■ LISTED ENTRIES:
########################################
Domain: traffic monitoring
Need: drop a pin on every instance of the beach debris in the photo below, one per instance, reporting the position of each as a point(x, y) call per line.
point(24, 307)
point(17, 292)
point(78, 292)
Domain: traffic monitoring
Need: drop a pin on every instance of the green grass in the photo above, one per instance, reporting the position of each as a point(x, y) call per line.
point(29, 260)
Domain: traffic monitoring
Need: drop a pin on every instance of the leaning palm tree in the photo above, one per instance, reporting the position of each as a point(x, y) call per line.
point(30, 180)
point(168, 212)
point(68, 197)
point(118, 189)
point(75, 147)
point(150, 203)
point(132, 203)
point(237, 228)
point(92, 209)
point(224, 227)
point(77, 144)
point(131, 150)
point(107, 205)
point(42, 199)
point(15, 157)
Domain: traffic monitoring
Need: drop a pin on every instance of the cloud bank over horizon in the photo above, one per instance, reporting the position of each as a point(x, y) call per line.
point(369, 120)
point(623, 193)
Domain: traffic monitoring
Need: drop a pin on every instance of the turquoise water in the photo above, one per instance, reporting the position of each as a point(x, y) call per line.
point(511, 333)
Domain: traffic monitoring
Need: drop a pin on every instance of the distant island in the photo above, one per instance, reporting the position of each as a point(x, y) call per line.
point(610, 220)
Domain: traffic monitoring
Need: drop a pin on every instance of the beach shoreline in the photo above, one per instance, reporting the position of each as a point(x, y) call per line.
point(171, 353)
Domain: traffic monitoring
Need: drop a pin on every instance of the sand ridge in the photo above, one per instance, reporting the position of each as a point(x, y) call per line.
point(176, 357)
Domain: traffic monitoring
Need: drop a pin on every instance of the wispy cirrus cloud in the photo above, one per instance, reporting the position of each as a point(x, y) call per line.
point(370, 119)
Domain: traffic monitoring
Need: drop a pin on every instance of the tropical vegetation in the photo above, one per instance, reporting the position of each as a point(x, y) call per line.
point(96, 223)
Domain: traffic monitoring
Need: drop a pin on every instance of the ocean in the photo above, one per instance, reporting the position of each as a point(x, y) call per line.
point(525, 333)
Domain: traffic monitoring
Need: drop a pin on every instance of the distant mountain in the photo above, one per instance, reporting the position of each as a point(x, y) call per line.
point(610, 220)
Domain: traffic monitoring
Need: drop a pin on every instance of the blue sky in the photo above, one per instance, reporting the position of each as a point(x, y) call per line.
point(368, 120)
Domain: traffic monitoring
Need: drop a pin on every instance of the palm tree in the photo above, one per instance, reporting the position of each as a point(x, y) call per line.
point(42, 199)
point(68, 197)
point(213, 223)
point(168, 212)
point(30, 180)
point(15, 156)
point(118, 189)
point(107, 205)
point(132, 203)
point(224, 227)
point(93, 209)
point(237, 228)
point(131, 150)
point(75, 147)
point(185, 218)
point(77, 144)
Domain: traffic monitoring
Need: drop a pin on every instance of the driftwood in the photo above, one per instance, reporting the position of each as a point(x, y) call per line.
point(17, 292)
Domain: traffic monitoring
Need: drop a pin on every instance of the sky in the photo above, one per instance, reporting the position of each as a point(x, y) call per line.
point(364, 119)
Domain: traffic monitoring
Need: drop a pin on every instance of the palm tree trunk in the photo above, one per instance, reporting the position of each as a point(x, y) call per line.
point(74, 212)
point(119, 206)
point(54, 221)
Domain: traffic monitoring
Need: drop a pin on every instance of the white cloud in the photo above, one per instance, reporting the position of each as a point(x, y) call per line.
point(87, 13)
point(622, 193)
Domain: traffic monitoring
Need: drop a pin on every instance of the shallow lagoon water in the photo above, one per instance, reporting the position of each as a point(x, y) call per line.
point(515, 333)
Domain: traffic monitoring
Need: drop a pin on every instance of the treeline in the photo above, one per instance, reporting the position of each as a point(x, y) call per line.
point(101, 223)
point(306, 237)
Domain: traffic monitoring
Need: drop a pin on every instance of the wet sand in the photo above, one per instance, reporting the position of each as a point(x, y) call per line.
########################################
■ YOUR OBJECTIVE: Say every entry again, exactly as it reads.

■ RESULT BELOW:
Domain: traffic monitoring
Need: drop a pin on every instance of the beach debris in the photo below, one per instance, reporting the position of each as a point(x, y) call per line.
point(24, 307)
point(17, 292)
point(78, 292)
Domain: traffic monitoring
Need: drop a pin on every instance of the green grass in the photo above, one per instance, reporting the position of each as a point(x, y) call per line.
point(29, 260)
Domain: traffic monitoring
Need: drop a pin on every instance of the leaning palm tree in the photo above, one per instance, reporting the position of each as a point(x, y) call per line.
point(30, 180)
point(168, 212)
point(68, 197)
point(118, 189)
point(75, 147)
point(150, 203)
point(132, 203)
point(237, 228)
point(92, 209)
point(224, 227)
point(77, 144)
point(131, 150)
point(107, 205)
point(42, 199)
point(15, 157)
Domain: traffic monitoring
Need: drop a pin on every instance of the cloud bank over horizon in the photo above, one per instance, reporting the position of each as a point(x, y) call per line.
point(369, 120)
point(623, 193)
Domain: traffic monitoring
Need: drop a pin on every instance of the turquoise water in the photo above, one per instance, reporting the position of each as a point(x, y) call per line.
point(511, 333)
Domain: traffic monitoring
Need: drop a pin on every instance of the distant island in the photo above, one per instance, reporting the position of each as a point(x, y) call per line.
point(610, 220)
Domain: traffic monitoring
Need: drop a pin on every instance of the beach shoreline in the photo above, one per instance, reporting the position of each as a point(x, y) call per line.
point(171, 353)
Domain: traffic monitoring
Need: drop a pin on every instance of the sand ridge in the photo above, one per instance, reporting the position of each as a point(x, y) call per line.
point(176, 357)
Domain: traffic monitoring
Need: drop a pin on every instance of the wispy cirrus cloud in the photo above, one per instance, reporting the position of each as a point(x, y) call per line.
point(370, 119)
Domain: traffic monitoring
Need: drop a pin on every instance of the tropical vegetation in the photo above, one per instance, reporting the position of each as a point(x, y) call per line.
point(96, 223)
Domain: traffic monitoring
Need: drop a pin on every instance of the ocean in the photo above, one per instance, reporting the position of each as a point(x, y) call per line.
point(525, 333)
Domain: traffic monitoring
Need: drop a pin on every instance of the distant mountain in the photo above, one per instance, reporting the position of each as a point(x, y) call per line.
point(610, 220)
Domain: traffic monitoring
Need: drop a pin on every instance of the blue sky in the photo above, one per instance, reporting the position of each as a point(x, y) call per line.
point(368, 120)
Domain: traffic monitoring
Need: drop a pin on every instance of the palm tree in the photo above, one per instance, reporting the position of each as a point(x, y) call per line.
point(42, 199)
point(68, 197)
point(213, 223)
point(168, 212)
point(30, 180)
point(15, 156)
point(118, 189)
point(107, 205)
point(132, 203)
point(224, 227)
point(93, 209)
point(237, 228)
point(131, 150)
point(75, 147)
point(185, 218)
point(77, 144)
Domain: traffic monitoring
Need: drop a pin on every instance of the driftwood in the photo above, one per instance, reporting the position of each as a point(x, y) call per line.
point(17, 292)
Domain: traffic monitoring
Need: drop a pin on every instance of the sky in the photo above, one per instance, reporting the position of each as a point(x, y) call per line.
point(364, 119)
Domain: traffic monitoring
Need: drop a pin on every instance of the palm tree trunk in the photo above, one per instance, reporting the position of each as a point(x, y) call per line.
point(74, 212)
point(119, 206)
point(54, 221)
Domain: traffic monitoring
Need: drop a pin on every instance of the white cloud in the photo above, one per instance, reporting the position of each as a point(x, y) call per line.
point(87, 13)
point(622, 193)
Domain: traffic monitoring
Need: drop a pin on every instance of the shallow lagoon water in the photo above, one per instance, reporting the position of each as a point(x, y) call per line.
point(515, 333)
Domain: traffic monitoring
Need: drop a pin on every instance of the treeline in the photo above, one per instance, reporting the position of each as a point(x, y) call per line.
point(101, 223)
point(306, 237)
Domain: traffic monitoring
Need: drop a pin on every instance of the wet sand in the photo above, one per instance, reporting the position of each as a point(x, y) call per line.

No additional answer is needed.